Please reproduce the items from the line containing "Exercise. Point out every instance of the beige" through the end of the items, inclusive, swapping "jacuzzi tub" for "hot tub" and keeping everything else unchanged. Leave the pictures out of your answer.

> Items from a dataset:
▼

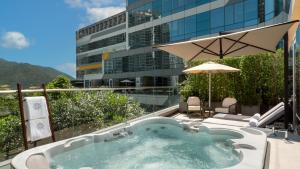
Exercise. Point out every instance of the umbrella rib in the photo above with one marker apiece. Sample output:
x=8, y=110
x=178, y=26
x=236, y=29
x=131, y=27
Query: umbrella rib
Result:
x=202, y=49
x=214, y=54
x=236, y=50
x=250, y=45
x=205, y=48
x=226, y=52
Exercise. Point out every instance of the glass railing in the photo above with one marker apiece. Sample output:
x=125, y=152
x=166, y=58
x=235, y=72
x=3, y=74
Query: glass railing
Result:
x=80, y=111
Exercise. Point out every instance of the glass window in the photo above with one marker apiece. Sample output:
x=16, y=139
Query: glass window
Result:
x=166, y=7
x=140, y=15
x=102, y=43
x=156, y=9
x=203, y=23
x=229, y=15
x=177, y=30
x=190, y=27
x=140, y=38
x=217, y=20
x=238, y=12
x=178, y=5
x=269, y=9
x=251, y=12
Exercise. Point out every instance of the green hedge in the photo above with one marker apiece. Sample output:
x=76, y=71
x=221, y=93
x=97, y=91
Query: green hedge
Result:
x=69, y=109
x=259, y=82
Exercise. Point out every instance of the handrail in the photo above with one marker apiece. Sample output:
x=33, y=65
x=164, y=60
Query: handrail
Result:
x=85, y=89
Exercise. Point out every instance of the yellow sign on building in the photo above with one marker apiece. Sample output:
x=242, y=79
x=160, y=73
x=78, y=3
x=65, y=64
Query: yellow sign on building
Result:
x=89, y=67
x=105, y=56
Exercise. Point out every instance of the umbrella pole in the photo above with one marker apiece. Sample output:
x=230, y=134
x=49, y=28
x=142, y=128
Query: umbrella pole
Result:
x=209, y=90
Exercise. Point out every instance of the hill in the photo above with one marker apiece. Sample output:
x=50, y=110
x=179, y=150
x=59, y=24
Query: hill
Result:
x=28, y=75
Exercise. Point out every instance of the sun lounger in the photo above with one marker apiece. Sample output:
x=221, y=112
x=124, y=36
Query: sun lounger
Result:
x=267, y=118
x=246, y=118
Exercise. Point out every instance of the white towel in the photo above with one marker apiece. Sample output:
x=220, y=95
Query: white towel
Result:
x=35, y=108
x=38, y=129
x=253, y=122
x=256, y=116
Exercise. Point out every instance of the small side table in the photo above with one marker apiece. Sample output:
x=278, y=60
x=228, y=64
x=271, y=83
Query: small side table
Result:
x=208, y=110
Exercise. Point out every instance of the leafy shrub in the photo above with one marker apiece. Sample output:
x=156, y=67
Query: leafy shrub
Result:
x=103, y=107
x=10, y=134
x=260, y=80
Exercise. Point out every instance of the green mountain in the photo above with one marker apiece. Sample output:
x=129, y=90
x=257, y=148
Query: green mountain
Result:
x=26, y=74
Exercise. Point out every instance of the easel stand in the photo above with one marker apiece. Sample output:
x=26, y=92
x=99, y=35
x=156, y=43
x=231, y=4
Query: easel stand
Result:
x=23, y=122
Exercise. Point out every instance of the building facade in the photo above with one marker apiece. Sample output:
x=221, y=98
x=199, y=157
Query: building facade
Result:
x=121, y=47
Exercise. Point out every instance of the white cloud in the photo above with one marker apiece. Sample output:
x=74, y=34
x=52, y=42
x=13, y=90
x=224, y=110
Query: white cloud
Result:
x=97, y=9
x=14, y=40
x=68, y=68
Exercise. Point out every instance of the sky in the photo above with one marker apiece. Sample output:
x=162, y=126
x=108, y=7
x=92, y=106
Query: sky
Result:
x=42, y=32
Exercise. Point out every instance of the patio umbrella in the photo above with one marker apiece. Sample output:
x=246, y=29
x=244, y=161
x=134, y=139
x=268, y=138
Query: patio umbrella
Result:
x=210, y=68
x=248, y=42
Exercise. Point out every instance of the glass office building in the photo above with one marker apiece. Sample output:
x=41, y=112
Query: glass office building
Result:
x=121, y=47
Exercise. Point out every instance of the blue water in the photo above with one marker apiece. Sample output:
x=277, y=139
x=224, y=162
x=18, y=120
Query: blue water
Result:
x=153, y=146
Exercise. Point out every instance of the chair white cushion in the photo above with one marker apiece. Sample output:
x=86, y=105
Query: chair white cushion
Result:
x=194, y=108
x=253, y=122
x=228, y=102
x=222, y=110
x=256, y=116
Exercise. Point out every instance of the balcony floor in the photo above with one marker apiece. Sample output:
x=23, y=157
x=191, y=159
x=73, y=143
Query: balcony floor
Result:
x=281, y=153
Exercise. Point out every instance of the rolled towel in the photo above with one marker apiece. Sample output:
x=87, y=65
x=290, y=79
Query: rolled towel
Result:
x=253, y=122
x=35, y=108
x=38, y=129
x=256, y=116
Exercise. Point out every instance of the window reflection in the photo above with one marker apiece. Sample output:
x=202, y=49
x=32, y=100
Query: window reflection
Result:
x=142, y=62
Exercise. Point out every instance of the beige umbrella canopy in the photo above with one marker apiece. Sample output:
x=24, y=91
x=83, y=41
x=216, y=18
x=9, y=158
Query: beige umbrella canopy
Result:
x=210, y=68
x=248, y=42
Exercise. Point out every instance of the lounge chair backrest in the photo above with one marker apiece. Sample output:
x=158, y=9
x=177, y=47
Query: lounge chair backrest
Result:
x=193, y=101
x=271, y=117
x=272, y=110
x=228, y=102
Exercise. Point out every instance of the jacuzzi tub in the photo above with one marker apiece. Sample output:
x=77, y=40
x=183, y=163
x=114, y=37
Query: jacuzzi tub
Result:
x=156, y=142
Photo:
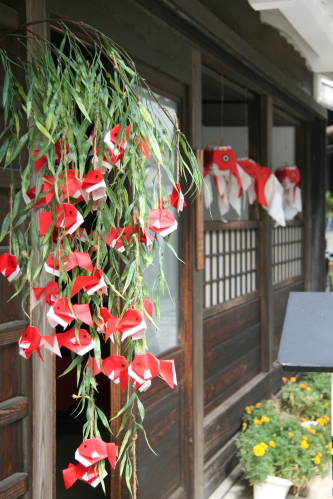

▲

> The reply:
Exercise. Point out every instance of the beige umbrella canopy in the photo above with one marker apiece. Sample output:
x=24, y=91
x=83, y=41
x=216, y=18
x=9, y=158
Query: beige umbrella canopy
Result:
x=210, y=68
x=248, y=42
Exercise. Point out every instance of the lounge chair backrest in the photo above with one marker apiece. Sample output:
x=158, y=9
x=177, y=47
Query: lounge chair backrest
Result:
x=193, y=101
x=271, y=117
x=272, y=110
x=228, y=102
Exercise. Point out every instance of the hot tub in the photo above with one marker apiece. Sample output:
x=77, y=40
x=183, y=163
x=114, y=37
Query: hot tub
Result:
x=156, y=142
Photo:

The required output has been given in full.